(Set tasks)
**1)** In the passage on youth ministry, why might older teens and young adults have trouble feeling connected to the larger church, according to Kenda Creasy Dean? Answer in one to three sentences.
**2)** Recast the listing, starting at its first line and ending at the line that contains "<point>634,202</point>", as a JSON list of strings with one string per line and blank lines omitted.

(Source)
## BEGIN

Leaders in the field were already reevaluating current models of youth ministry. "We have treated kids as a separate species, which has had the effect of marginalizing them in church life," said Kenda Creasy Dean, associate professor of youth, church, and culture at Princeton Theological Seminary. The result, she said, is that older teens and young adults may have trouble feeling connected to the larger church.

For Fuller Theological Seminary professor Chap Clark, the greatest challenge is developing "a theology of intergenerational community" that helps a whole church to feel responsible for its youth. Otherwise, he said, churches follow mainstream culture's market-driven vision—and, like secular culture, abandon adolescents to raise themselves.

Walt Mueller, president of the Pennsylvania-based Center for Parent-Youth Understanding, said evangelicalism's theology of conversion contributes to the problem. "What we judge as success is a high number of hands that go up when the invitation is issued, or a high number of feet that walk forward," Mueller told CT.

## END

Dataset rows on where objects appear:
## BEGIN

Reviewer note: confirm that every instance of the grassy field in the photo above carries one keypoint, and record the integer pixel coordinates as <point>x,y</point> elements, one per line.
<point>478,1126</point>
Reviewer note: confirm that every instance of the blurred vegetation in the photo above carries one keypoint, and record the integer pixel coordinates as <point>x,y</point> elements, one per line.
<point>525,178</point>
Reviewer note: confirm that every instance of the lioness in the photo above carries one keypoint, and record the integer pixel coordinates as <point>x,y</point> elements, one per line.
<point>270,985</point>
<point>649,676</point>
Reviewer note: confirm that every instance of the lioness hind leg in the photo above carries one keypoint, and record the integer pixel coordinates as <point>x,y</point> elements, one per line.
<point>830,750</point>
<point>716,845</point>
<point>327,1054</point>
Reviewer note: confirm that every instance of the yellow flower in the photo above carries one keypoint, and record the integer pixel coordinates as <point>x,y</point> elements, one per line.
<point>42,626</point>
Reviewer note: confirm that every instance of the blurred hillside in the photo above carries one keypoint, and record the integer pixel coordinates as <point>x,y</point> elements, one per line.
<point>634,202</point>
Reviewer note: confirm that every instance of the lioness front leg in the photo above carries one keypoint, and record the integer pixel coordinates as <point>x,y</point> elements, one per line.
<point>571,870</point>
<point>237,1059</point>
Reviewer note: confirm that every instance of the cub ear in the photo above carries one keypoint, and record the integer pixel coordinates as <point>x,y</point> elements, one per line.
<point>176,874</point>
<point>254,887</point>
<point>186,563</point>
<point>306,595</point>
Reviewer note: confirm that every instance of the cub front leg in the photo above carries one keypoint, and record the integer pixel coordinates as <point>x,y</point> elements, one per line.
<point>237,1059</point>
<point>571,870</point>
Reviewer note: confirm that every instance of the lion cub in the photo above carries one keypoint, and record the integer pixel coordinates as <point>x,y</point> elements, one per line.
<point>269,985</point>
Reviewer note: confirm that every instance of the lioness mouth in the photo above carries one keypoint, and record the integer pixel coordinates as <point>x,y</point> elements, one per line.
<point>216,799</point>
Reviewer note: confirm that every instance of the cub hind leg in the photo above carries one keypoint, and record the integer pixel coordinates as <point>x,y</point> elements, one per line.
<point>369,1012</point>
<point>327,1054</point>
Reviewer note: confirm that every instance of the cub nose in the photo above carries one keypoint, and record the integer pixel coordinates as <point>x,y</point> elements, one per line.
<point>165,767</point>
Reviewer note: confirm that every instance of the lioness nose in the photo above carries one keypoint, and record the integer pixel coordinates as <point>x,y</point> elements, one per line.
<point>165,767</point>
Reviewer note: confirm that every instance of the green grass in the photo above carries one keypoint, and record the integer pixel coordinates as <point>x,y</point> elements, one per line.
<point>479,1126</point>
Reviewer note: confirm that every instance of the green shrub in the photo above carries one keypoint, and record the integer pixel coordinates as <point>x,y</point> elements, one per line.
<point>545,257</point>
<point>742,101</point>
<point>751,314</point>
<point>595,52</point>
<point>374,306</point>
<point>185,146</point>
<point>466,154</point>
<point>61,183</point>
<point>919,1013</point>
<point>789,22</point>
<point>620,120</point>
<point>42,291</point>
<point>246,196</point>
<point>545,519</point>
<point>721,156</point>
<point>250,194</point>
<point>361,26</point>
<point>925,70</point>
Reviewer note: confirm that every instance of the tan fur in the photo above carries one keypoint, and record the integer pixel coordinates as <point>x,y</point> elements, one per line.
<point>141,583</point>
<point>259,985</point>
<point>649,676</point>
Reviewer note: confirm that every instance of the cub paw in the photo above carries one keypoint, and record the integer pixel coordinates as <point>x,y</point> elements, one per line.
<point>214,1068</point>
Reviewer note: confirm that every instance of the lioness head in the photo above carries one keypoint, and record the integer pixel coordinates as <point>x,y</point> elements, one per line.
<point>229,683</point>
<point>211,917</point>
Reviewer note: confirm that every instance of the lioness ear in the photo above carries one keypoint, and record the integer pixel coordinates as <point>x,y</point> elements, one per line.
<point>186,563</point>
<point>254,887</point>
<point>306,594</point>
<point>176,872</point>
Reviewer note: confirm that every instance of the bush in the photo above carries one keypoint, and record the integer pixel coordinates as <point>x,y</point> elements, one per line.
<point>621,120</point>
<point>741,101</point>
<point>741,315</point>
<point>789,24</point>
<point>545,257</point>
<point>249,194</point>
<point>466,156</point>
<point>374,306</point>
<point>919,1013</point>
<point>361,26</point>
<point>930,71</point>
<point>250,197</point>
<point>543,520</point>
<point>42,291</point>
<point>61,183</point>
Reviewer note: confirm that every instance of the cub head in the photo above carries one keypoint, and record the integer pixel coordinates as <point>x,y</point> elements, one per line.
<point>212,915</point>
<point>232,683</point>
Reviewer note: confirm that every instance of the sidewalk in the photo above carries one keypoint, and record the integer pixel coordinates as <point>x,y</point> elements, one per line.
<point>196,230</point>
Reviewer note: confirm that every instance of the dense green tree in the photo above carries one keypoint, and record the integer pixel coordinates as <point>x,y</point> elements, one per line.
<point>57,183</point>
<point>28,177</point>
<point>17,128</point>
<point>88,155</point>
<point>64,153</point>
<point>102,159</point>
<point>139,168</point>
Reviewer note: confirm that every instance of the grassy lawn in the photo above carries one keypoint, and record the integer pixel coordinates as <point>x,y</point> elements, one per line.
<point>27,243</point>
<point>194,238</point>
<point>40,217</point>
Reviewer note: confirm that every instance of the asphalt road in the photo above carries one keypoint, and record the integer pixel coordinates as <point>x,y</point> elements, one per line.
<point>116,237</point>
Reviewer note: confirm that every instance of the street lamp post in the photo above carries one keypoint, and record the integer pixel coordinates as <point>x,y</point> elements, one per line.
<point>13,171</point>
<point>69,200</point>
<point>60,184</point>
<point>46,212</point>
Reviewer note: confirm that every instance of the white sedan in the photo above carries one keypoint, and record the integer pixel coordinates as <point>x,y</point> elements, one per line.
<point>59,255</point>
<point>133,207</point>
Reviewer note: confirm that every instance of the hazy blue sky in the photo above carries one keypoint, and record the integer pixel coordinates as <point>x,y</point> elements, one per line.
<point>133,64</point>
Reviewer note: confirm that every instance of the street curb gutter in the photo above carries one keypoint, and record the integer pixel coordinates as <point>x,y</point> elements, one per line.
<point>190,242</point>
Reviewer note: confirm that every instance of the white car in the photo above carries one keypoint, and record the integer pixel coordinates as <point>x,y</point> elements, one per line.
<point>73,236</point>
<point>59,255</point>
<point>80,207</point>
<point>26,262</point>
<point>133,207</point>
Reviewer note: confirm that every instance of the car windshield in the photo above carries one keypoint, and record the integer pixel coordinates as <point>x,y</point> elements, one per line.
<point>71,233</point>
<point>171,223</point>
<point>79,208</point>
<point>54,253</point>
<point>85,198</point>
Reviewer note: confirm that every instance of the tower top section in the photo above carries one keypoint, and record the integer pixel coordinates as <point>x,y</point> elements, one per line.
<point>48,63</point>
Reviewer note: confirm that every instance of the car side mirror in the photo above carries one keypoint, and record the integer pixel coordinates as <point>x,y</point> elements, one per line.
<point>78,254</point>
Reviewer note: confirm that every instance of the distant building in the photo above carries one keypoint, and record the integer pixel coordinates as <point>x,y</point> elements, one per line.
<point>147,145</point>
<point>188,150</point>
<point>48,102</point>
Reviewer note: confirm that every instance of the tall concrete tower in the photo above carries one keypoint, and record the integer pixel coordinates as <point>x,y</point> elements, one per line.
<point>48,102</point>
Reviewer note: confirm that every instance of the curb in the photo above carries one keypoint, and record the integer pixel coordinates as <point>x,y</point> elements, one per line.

## END

(Exercise solutions)
**1)** Churches have treated kids as a separate species. That has pushed them to the margins of church life.

**2)**
[
  "Reviewer note: confirm that every instance of the grassy field in the photo above carries one keypoint, and record the integer pixel coordinates as <point>x,y</point> elements, one per line.",
  "<point>478,1126</point>",
  "Reviewer note: confirm that every instance of the blurred vegetation in the photo above carries one keypoint, and record the integer pixel coordinates as <point>x,y</point> elements, one per line.",
  "<point>525,178</point>",
  "Reviewer note: confirm that every instance of the lioness in the photo above carries one keypoint, and record the integer pixel coordinates as <point>x,y</point> elements, one per line.",
  "<point>270,985</point>",
  "<point>649,676</point>",
  "Reviewer note: confirm that every instance of the lioness hind leg in the photo above carries one keypoint, and record the integer pixel coordinates as <point>x,y</point> elements, one per line.",
  "<point>830,750</point>",
  "<point>716,845</point>",
  "<point>327,1054</point>",
  "Reviewer note: confirm that every instance of the yellow flower in the photo above carries one keypoint, and record the integer pixel coordinates as <point>x,y</point> elements, one per line.",
  "<point>42,626</point>",
  "Reviewer note: confirm that every instance of the blurred hillside in the photo above carries one keypoint, and record the integer pixel coordinates as <point>x,y</point> elements, one per line.",
  "<point>634,202</point>"
]